In the records below, find the line with "Target: gourd stem" and the line with "Pick out the tattoo". Print both exactly, along with every line between them, and no other line.

# [Input data]
Content starts
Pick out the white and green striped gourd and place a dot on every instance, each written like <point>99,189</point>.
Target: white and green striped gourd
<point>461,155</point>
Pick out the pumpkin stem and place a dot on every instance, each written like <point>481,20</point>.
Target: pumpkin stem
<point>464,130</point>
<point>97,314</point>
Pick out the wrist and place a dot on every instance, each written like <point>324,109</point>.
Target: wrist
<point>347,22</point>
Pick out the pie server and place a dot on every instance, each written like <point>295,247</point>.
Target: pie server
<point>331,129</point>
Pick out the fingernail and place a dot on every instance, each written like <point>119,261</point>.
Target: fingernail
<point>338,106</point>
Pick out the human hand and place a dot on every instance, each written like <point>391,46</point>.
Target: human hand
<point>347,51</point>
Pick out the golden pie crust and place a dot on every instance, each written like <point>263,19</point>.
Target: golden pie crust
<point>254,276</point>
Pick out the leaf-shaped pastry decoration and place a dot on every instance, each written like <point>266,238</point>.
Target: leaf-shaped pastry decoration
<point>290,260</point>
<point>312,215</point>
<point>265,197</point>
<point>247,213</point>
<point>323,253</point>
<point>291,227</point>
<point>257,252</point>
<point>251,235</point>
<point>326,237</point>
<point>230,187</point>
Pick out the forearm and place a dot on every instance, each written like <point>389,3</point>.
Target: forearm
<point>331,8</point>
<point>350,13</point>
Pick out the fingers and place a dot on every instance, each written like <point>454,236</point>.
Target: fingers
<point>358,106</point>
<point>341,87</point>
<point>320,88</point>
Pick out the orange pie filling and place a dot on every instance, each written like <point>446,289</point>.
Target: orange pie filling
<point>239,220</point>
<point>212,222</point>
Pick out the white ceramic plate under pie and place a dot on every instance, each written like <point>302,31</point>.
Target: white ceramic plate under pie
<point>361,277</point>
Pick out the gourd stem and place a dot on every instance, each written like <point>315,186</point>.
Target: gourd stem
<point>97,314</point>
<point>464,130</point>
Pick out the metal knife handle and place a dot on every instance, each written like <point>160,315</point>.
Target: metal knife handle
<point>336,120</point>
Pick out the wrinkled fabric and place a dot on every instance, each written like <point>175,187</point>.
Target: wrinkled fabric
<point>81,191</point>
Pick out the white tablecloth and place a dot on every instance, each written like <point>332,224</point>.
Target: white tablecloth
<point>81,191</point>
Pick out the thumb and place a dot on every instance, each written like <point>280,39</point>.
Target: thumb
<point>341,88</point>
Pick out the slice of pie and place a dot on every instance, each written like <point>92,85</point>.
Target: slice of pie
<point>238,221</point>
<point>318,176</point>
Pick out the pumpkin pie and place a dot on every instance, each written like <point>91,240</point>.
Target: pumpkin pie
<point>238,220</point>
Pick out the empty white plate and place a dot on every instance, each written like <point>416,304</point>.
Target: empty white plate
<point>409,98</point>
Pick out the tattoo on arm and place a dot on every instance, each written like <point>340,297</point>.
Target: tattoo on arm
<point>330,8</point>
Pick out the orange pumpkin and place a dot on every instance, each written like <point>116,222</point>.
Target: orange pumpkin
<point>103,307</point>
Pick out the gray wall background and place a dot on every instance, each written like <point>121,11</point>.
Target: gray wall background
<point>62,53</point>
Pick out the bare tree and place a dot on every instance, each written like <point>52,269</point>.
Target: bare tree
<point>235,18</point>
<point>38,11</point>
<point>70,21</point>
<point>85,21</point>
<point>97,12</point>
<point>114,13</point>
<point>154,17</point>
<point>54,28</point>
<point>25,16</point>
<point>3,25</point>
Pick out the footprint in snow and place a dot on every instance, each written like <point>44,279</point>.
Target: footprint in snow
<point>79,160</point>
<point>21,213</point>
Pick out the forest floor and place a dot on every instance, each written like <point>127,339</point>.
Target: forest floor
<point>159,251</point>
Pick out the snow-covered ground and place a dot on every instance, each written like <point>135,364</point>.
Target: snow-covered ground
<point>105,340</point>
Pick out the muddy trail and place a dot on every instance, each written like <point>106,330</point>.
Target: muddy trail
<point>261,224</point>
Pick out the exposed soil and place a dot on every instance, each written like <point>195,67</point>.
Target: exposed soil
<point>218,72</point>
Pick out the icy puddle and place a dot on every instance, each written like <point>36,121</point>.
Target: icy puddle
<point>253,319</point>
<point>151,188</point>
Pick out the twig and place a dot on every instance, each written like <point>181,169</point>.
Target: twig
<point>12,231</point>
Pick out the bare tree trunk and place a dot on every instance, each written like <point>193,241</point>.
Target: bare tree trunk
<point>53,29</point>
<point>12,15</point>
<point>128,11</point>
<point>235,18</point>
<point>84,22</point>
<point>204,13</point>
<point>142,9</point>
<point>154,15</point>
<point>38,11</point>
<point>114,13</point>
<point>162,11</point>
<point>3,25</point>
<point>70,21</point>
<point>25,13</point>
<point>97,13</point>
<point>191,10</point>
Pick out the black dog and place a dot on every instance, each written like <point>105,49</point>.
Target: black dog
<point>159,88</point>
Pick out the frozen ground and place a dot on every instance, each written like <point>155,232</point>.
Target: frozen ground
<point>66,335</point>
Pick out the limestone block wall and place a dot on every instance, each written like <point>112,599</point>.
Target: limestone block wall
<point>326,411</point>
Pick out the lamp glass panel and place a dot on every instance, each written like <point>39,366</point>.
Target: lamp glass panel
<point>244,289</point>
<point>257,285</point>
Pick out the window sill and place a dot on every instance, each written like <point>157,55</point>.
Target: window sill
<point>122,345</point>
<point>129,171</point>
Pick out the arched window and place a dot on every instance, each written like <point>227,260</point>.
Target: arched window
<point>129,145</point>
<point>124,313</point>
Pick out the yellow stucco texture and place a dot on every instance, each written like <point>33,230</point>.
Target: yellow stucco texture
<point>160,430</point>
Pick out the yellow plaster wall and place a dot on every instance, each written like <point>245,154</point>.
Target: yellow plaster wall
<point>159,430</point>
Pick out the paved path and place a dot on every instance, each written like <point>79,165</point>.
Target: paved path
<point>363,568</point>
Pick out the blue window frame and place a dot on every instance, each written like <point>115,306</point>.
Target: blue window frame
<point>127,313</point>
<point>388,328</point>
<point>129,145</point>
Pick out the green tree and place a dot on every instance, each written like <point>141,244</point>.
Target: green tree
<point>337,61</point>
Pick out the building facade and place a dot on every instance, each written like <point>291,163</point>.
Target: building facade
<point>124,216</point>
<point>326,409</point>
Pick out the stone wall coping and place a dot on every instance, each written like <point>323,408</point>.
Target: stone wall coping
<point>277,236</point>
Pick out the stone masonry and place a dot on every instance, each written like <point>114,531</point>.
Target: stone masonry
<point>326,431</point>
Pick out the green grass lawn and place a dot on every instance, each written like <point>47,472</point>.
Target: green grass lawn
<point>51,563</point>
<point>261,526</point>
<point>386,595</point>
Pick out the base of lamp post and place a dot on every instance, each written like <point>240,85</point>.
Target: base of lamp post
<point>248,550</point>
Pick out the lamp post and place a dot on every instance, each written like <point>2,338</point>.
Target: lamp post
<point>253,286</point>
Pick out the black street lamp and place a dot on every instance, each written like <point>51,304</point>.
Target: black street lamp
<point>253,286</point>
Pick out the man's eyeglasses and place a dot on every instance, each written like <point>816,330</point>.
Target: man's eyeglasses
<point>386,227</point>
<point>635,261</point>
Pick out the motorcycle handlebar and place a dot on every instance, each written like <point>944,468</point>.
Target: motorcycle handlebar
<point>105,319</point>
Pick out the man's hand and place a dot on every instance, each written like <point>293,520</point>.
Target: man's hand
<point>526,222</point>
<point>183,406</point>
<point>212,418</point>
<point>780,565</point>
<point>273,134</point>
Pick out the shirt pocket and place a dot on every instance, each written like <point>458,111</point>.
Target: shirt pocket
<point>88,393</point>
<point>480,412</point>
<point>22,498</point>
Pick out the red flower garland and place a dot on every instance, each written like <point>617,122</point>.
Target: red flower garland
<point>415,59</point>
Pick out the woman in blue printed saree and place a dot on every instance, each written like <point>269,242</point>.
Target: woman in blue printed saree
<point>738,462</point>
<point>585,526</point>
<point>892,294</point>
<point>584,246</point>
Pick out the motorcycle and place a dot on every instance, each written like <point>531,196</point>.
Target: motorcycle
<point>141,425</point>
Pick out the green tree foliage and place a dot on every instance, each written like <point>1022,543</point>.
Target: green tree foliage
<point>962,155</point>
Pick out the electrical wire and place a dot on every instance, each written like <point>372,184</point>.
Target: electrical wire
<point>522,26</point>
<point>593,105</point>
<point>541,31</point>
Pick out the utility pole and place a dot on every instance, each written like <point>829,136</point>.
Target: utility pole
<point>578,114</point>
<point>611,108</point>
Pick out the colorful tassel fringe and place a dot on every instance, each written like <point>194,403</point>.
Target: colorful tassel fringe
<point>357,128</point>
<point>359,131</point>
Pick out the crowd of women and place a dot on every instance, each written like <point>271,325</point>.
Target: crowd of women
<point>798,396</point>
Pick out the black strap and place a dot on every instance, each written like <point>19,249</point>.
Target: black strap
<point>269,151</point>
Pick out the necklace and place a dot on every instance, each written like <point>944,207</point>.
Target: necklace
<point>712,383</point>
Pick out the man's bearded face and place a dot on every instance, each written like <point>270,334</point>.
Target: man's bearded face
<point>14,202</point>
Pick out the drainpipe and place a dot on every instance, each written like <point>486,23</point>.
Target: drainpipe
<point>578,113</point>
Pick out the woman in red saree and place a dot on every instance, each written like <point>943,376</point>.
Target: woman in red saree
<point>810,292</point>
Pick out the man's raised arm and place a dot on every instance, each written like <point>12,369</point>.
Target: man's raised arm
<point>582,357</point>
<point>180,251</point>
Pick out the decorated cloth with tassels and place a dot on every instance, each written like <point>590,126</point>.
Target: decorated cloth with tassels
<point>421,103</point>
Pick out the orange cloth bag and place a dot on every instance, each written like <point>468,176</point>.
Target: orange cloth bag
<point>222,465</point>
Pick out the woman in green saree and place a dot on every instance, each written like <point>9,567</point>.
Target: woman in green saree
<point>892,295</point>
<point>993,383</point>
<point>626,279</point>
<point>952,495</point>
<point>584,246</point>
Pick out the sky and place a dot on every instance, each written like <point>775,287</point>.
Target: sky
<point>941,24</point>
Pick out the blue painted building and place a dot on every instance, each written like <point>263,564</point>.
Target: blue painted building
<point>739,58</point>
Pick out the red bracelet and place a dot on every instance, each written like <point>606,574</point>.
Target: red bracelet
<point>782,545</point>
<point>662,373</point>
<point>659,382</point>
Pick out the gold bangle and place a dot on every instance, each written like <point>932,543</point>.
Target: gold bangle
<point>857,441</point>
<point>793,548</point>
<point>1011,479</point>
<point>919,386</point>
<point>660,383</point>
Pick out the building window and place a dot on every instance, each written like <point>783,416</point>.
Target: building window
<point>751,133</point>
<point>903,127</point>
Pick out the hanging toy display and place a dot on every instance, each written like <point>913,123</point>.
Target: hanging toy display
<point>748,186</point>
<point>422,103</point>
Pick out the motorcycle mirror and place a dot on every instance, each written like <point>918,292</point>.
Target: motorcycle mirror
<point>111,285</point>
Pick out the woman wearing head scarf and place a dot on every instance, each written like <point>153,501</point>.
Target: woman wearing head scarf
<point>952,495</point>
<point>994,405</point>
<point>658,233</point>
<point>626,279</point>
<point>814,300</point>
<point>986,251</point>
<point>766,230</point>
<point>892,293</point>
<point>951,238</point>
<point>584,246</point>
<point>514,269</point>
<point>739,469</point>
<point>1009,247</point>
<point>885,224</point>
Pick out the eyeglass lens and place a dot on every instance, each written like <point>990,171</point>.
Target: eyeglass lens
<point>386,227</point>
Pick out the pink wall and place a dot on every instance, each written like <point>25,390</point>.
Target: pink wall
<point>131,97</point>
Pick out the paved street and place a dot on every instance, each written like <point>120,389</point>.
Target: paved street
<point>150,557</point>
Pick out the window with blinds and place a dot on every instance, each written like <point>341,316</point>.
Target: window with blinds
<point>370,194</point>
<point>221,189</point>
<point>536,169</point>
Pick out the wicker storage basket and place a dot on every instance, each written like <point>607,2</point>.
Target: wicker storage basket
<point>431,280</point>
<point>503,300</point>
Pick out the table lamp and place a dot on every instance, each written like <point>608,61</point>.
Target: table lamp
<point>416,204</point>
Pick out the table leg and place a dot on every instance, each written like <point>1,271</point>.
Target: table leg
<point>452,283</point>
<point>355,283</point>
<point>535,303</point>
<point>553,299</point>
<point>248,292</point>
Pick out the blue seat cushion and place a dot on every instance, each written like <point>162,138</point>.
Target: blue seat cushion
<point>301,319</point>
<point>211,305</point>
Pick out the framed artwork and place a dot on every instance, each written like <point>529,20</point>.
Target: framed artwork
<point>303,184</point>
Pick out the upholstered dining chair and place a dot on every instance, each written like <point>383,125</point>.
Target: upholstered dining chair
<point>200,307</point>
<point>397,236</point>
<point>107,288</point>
Content ends
# [Your response]
Target: gourd stem
<point>97,314</point>
<point>464,130</point>
Pick out the metal knife handle and place a dot on every instance, each written like <point>160,315</point>.
Target: metal knife handle
<point>336,120</point>
Pick out the wrinkled fabric and place a dot on every instance, each written like <point>175,187</point>.
Target: wrinkled fabric
<point>81,191</point>
Pick out the white tablecloth and place a dot on every instance, each written like <point>332,224</point>.
Target: white tablecloth
<point>81,191</point>
Pick out the thumb and place a dot on every instance, each written like <point>280,39</point>.
Target: thumb
<point>341,88</point>
Pick out the slice of pie and place a dot on every instance, each written like <point>92,85</point>.
Target: slice of pie
<point>238,221</point>
<point>318,176</point>
Pick out the pumpkin pie and place a dot on every instance, each written like <point>91,240</point>.
Target: pumpkin pie
<point>238,220</point>
Pick out the empty white plate and place a dot on every instance, each written like <point>416,304</point>.
Target: empty white plate
<point>409,98</point>
Pick out the tattoo on arm and place a dot on every instance, each written like <point>340,297</point>.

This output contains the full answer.